* BEGIN Data *

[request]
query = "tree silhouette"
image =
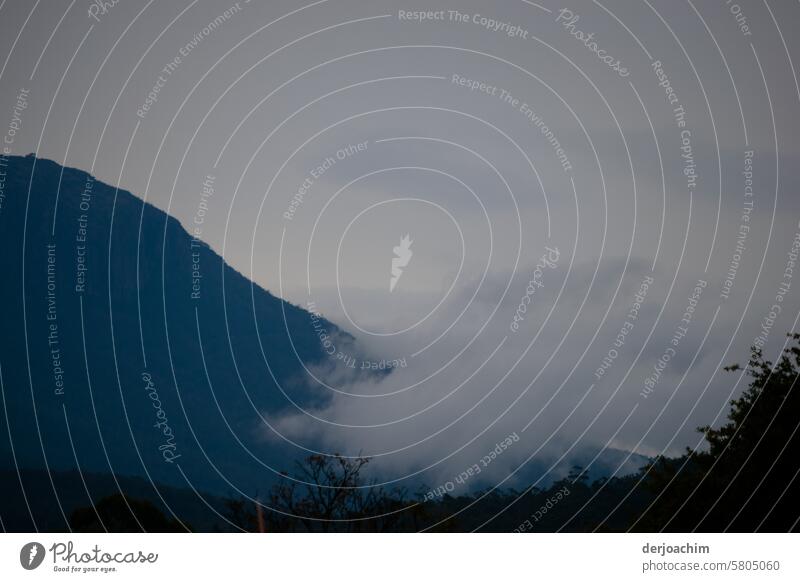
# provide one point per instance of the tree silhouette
(327, 493)
(747, 479)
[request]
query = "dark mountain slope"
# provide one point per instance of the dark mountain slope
(105, 307)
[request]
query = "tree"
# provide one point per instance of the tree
(747, 478)
(326, 493)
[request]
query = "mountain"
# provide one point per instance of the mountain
(110, 359)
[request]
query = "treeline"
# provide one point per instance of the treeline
(745, 479)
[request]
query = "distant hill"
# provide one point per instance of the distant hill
(83, 306)
(101, 367)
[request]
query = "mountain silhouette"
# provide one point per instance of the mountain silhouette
(108, 361)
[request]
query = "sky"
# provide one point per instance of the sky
(577, 183)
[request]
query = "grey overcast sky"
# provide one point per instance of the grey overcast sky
(489, 133)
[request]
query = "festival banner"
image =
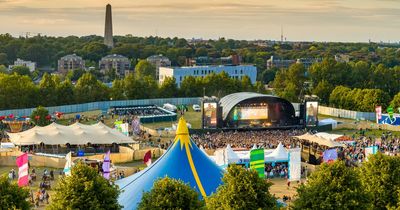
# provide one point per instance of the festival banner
(68, 164)
(23, 170)
(106, 165)
(147, 158)
(330, 155)
(370, 151)
(378, 110)
(294, 164)
(257, 161)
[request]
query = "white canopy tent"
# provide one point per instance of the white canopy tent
(278, 155)
(320, 140)
(75, 134)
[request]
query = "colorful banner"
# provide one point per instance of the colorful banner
(257, 161)
(68, 164)
(330, 155)
(294, 164)
(106, 165)
(390, 111)
(386, 119)
(378, 111)
(23, 170)
(370, 151)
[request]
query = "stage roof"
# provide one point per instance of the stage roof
(230, 101)
(75, 134)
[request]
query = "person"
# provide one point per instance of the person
(10, 176)
(52, 175)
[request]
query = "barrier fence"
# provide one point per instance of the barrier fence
(103, 105)
(342, 113)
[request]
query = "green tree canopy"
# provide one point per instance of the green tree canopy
(144, 68)
(89, 89)
(21, 70)
(39, 116)
(380, 176)
(84, 189)
(12, 196)
(169, 193)
(332, 186)
(242, 189)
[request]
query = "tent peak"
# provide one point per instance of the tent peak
(182, 128)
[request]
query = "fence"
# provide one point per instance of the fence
(102, 105)
(346, 113)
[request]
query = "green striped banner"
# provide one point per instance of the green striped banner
(257, 161)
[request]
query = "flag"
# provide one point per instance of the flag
(370, 150)
(147, 158)
(68, 164)
(390, 111)
(330, 155)
(22, 163)
(378, 110)
(106, 165)
(257, 161)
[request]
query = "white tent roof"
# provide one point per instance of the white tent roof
(279, 154)
(75, 134)
(319, 140)
(231, 155)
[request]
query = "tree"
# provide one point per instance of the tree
(145, 68)
(323, 91)
(39, 116)
(84, 189)
(380, 177)
(395, 103)
(89, 89)
(47, 90)
(12, 196)
(21, 70)
(242, 189)
(168, 88)
(169, 193)
(332, 186)
(117, 90)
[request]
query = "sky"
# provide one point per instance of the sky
(300, 20)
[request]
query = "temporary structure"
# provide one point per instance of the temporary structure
(75, 134)
(319, 140)
(278, 155)
(183, 161)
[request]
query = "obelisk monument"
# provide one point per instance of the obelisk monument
(108, 36)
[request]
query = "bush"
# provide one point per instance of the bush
(242, 189)
(169, 193)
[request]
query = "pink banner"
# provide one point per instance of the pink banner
(378, 110)
(22, 163)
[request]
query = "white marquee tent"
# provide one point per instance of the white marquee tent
(75, 134)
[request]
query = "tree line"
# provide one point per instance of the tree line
(46, 50)
(374, 185)
(19, 91)
(356, 86)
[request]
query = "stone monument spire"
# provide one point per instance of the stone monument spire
(108, 35)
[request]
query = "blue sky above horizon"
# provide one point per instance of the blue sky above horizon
(302, 20)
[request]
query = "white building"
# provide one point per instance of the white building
(159, 61)
(19, 62)
(201, 71)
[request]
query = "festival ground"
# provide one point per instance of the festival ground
(279, 187)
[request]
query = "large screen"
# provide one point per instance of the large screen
(311, 113)
(210, 115)
(253, 113)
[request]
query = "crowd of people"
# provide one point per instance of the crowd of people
(268, 139)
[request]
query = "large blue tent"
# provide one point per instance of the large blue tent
(183, 161)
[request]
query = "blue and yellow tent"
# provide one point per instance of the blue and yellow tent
(183, 161)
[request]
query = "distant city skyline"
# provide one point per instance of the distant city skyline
(301, 20)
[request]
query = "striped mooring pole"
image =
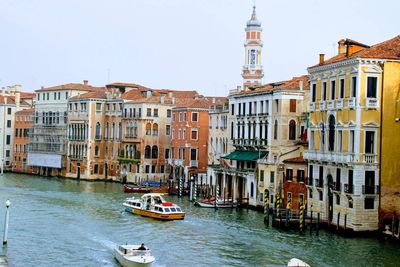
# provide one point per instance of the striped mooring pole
(266, 209)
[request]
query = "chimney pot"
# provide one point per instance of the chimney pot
(321, 58)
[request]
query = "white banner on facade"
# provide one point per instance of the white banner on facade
(44, 160)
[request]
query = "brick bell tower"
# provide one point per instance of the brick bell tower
(252, 69)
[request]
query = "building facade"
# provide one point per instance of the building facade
(345, 146)
(23, 125)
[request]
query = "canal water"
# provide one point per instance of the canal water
(58, 222)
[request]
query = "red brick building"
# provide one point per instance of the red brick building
(294, 182)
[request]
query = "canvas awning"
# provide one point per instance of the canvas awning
(245, 155)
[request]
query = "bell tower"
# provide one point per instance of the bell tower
(252, 69)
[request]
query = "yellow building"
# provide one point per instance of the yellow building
(348, 92)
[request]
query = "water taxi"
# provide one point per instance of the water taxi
(133, 256)
(155, 206)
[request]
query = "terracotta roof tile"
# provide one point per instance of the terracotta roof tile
(389, 49)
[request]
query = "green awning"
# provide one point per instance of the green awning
(245, 155)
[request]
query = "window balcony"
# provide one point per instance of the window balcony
(194, 163)
(339, 103)
(331, 104)
(370, 158)
(371, 103)
(337, 187)
(351, 102)
(322, 105)
(348, 188)
(371, 190)
(312, 107)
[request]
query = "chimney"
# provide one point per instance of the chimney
(321, 58)
(342, 47)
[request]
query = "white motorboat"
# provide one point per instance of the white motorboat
(132, 256)
(297, 263)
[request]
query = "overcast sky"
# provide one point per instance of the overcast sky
(176, 44)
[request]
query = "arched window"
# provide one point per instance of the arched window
(147, 152)
(292, 130)
(331, 137)
(98, 130)
(155, 129)
(154, 152)
(148, 129)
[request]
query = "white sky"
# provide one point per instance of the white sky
(176, 44)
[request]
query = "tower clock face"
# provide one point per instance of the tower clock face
(252, 57)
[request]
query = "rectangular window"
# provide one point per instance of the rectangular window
(96, 168)
(369, 142)
(195, 116)
(194, 134)
(193, 154)
(341, 88)
(261, 176)
(372, 87)
(292, 105)
(272, 177)
(353, 86)
(333, 89)
(314, 92)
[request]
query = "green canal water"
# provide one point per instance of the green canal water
(57, 222)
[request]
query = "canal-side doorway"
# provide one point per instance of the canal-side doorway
(330, 197)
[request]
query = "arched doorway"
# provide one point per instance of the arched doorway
(330, 197)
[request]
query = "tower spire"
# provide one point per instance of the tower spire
(252, 69)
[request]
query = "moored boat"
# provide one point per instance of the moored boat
(135, 189)
(155, 206)
(132, 256)
(297, 263)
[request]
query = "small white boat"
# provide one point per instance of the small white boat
(131, 256)
(297, 263)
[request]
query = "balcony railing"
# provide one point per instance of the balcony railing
(312, 107)
(194, 163)
(331, 104)
(370, 158)
(371, 103)
(349, 188)
(337, 187)
(351, 102)
(371, 190)
(339, 103)
(322, 105)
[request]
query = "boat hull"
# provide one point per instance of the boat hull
(132, 261)
(156, 215)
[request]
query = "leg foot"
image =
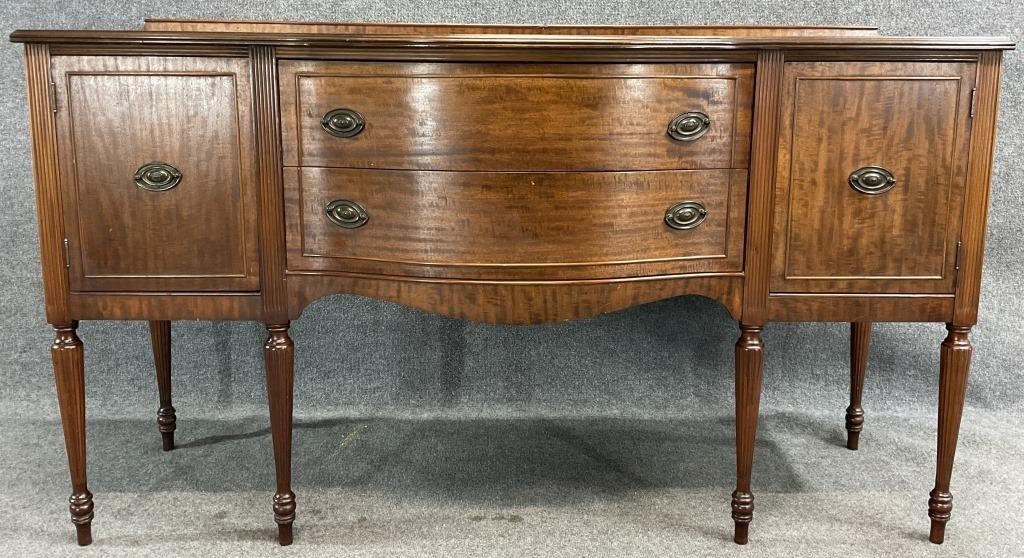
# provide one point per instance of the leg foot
(860, 338)
(81, 514)
(279, 354)
(284, 514)
(160, 334)
(954, 361)
(742, 512)
(750, 359)
(69, 371)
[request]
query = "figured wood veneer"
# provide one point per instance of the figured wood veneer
(544, 117)
(515, 225)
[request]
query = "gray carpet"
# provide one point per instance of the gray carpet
(423, 435)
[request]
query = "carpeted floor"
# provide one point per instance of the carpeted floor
(595, 486)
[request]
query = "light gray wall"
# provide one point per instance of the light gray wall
(361, 356)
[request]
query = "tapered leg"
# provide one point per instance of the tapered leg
(160, 334)
(69, 371)
(954, 360)
(280, 353)
(750, 360)
(860, 340)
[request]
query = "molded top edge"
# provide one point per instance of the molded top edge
(515, 41)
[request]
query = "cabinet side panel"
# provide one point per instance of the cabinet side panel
(44, 154)
(978, 186)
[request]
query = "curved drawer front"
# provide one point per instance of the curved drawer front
(532, 118)
(515, 225)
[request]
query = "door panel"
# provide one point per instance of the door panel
(835, 232)
(118, 115)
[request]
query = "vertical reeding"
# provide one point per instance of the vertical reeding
(954, 363)
(44, 156)
(978, 188)
(271, 211)
(764, 146)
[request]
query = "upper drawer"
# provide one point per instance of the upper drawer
(515, 118)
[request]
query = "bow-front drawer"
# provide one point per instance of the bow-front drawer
(514, 225)
(516, 118)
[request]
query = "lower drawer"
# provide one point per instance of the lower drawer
(489, 225)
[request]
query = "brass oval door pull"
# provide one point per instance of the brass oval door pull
(872, 180)
(346, 214)
(157, 176)
(689, 126)
(685, 215)
(343, 123)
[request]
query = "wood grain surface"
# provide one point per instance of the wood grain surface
(515, 225)
(528, 118)
(910, 119)
(116, 115)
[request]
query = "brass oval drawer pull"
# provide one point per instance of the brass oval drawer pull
(343, 123)
(872, 180)
(689, 126)
(685, 215)
(346, 214)
(157, 176)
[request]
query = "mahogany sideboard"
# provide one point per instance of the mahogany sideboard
(231, 170)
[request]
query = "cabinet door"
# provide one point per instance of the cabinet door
(870, 176)
(131, 223)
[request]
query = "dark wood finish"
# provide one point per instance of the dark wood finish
(199, 235)
(910, 119)
(450, 44)
(750, 365)
(954, 362)
(69, 370)
(514, 302)
(514, 225)
(473, 130)
(47, 177)
(279, 353)
(271, 213)
(860, 341)
(978, 186)
(160, 335)
(564, 118)
(166, 305)
(854, 307)
(227, 26)
(758, 253)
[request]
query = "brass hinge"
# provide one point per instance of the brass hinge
(53, 97)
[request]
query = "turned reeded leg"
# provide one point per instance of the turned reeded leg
(954, 361)
(280, 353)
(750, 360)
(69, 371)
(160, 334)
(860, 340)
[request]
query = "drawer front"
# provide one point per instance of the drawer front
(872, 166)
(156, 159)
(514, 225)
(527, 118)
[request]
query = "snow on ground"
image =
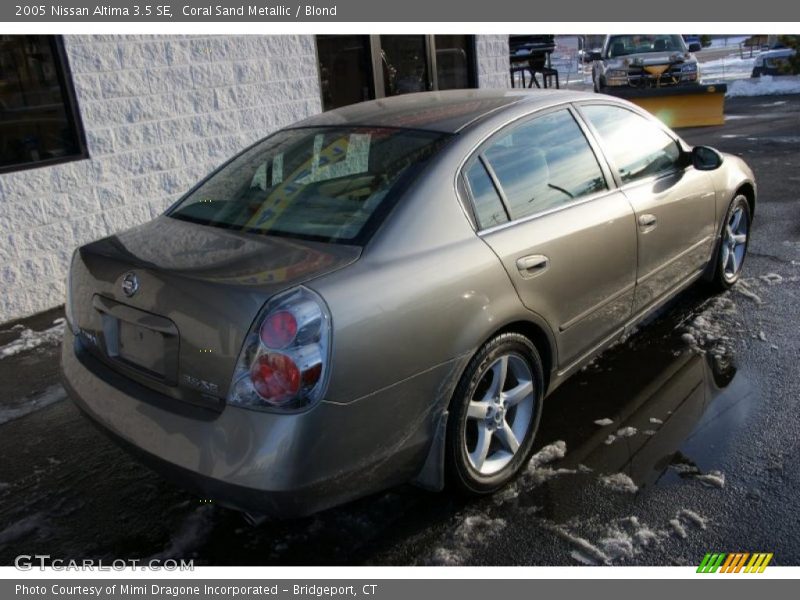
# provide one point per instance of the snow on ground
(771, 278)
(50, 396)
(727, 68)
(712, 479)
(766, 85)
(744, 287)
(622, 432)
(678, 528)
(192, 532)
(619, 482)
(693, 517)
(475, 530)
(549, 453)
(709, 479)
(22, 528)
(596, 543)
(707, 331)
(29, 339)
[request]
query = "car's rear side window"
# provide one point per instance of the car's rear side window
(638, 147)
(489, 209)
(543, 163)
(332, 184)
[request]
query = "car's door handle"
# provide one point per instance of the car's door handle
(648, 221)
(532, 265)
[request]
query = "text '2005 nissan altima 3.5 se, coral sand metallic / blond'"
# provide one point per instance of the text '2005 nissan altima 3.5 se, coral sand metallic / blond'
(386, 292)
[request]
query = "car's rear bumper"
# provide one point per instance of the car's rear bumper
(283, 465)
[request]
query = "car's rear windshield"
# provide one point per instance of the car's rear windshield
(330, 184)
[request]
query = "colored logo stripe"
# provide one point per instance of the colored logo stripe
(734, 562)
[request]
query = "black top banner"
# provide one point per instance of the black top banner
(745, 12)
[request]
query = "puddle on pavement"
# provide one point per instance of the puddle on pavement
(652, 409)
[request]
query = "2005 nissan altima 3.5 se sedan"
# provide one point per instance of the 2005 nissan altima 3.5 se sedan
(386, 292)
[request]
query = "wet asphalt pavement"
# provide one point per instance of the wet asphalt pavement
(701, 453)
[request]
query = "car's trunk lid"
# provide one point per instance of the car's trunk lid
(169, 303)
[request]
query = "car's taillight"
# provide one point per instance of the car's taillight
(284, 360)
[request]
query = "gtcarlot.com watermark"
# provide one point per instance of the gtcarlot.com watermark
(28, 562)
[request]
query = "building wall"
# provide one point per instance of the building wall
(159, 113)
(492, 54)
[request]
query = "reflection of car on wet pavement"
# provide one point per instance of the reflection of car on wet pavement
(773, 62)
(271, 391)
(643, 61)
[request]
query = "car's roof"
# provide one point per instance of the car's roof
(448, 111)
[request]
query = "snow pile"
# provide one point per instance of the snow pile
(771, 278)
(693, 517)
(474, 530)
(597, 543)
(744, 287)
(710, 479)
(766, 85)
(50, 396)
(543, 474)
(549, 453)
(619, 482)
(192, 533)
(727, 68)
(21, 528)
(623, 432)
(29, 339)
(707, 332)
(678, 528)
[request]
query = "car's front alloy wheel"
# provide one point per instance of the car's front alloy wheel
(733, 243)
(495, 414)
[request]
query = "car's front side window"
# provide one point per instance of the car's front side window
(544, 163)
(638, 147)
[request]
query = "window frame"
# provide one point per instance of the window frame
(65, 80)
(612, 184)
(603, 146)
(375, 76)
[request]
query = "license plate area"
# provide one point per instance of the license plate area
(139, 340)
(141, 347)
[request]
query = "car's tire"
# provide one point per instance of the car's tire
(494, 415)
(732, 246)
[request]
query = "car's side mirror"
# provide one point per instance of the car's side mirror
(705, 158)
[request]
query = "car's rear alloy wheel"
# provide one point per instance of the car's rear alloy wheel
(733, 243)
(495, 414)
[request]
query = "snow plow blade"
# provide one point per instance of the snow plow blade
(685, 106)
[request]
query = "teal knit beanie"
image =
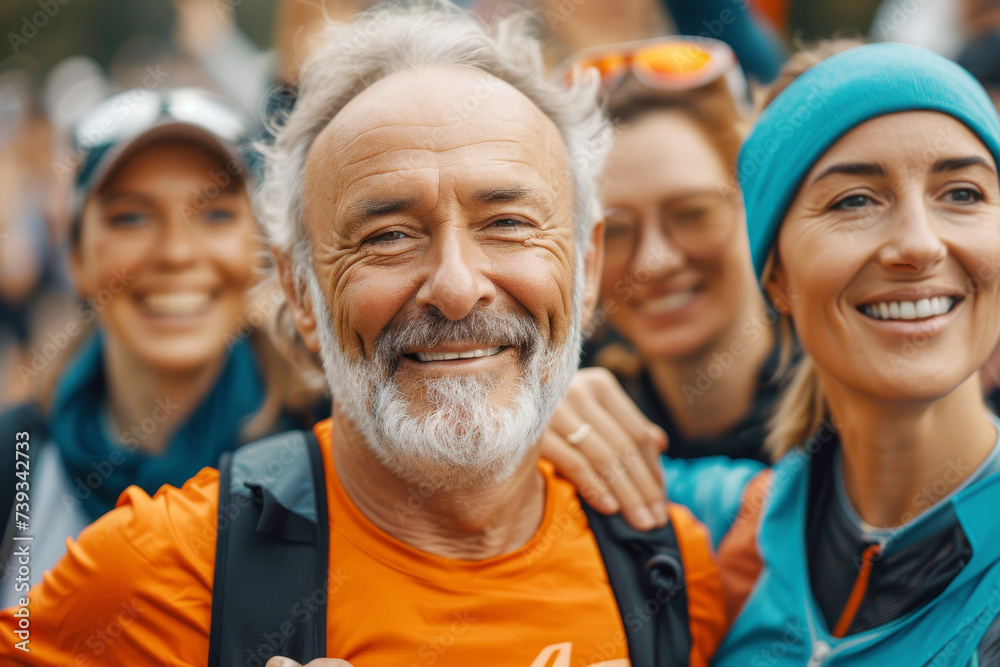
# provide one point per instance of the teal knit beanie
(830, 99)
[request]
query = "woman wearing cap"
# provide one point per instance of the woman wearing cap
(166, 372)
(873, 210)
(699, 356)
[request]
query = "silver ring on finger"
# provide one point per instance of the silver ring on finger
(580, 434)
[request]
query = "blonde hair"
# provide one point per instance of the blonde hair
(802, 408)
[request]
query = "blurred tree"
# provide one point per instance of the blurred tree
(817, 19)
(48, 31)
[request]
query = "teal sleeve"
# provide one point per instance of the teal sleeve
(711, 487)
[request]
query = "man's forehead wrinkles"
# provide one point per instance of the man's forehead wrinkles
(405, 161)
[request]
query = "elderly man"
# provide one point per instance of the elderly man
(431, 205)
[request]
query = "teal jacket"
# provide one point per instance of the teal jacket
(780, 623)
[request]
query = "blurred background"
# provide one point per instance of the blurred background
(59, 57)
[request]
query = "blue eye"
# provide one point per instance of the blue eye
(127, 219)
(386, 237)
(965, 196)
(218, 215)
(507, 223)
(852, 203)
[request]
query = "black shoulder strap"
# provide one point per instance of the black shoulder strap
(647, 576)
(269, 595)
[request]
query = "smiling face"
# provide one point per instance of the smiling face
(676, 275)
(440, 214)
(164, 264)
(889, 254)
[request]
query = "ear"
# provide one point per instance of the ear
(593, 264)
(299, 303)
(776, 285)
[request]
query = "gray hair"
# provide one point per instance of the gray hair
(394, 37)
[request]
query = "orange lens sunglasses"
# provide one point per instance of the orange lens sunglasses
(672, 63)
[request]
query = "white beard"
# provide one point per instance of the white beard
(466, 439)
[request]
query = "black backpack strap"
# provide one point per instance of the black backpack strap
(269, 595)
(646, 573)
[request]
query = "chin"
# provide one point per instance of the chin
(911, 385)
(185, 358)
(678, 343)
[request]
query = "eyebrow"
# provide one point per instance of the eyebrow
(514, 194)
(854, 169)
(954, 164)
(112, 197)
(361, 211)
(372, 208)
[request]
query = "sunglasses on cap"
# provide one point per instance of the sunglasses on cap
(103, 133)
(676, 63)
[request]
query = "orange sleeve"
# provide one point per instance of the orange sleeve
(134, 589)
(706, 602)
(739, 560)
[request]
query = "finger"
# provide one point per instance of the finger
(617, 460)
(574, 466)
(613, 397)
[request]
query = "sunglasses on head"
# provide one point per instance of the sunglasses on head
(675, 63)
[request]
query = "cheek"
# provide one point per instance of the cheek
(107, 259)
(237, 258)
(540, 279)
(366, 299)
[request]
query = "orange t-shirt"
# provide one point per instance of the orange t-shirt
(136, 589)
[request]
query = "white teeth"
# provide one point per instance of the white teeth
(910, 310)
(176, 303)
(670, 302)
(449, 356)
(924, 308)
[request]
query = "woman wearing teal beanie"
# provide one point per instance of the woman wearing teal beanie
(873, 211)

* END Data *

## What to produce
Please find every line in the material above that contains the word "sand", and copy each of those lines in full.

## Worked solution
query = "text '2005 nissan altima 3.5 se, coral sand metallic / blond'"
# provide one point per instance of the text '2005 nissan altima 3.5 se, coral sand metallic / blond'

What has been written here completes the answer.